§ Entries supplied
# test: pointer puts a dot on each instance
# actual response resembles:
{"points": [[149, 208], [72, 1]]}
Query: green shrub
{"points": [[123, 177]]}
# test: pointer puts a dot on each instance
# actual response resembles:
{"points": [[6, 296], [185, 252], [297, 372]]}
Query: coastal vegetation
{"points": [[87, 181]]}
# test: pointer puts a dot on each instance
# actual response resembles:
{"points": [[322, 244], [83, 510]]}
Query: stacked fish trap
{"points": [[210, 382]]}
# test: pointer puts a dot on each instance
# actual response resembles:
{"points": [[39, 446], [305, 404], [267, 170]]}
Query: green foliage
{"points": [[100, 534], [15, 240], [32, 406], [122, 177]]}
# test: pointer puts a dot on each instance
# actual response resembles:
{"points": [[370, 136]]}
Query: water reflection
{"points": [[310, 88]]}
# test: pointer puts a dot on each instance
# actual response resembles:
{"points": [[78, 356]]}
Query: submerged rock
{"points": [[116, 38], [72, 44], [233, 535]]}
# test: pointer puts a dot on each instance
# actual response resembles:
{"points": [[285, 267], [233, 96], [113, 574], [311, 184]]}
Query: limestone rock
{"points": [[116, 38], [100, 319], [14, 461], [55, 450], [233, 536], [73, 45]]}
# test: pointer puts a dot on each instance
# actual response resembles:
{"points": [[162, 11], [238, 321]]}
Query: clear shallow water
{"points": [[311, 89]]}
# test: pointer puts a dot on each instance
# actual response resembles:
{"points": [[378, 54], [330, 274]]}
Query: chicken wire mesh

§ Work to do
Please show every line in the entries above that contains the word "Query", copying each line in full.

§ Worked answer
Query: green shrub
Query: coastal vegetation
Query: stacked fish trap
Query: green foliage
Query: water reflection
Query: submerged rock
Query: limestone rock
Query: clear shallow water
Query: chicken wire mesh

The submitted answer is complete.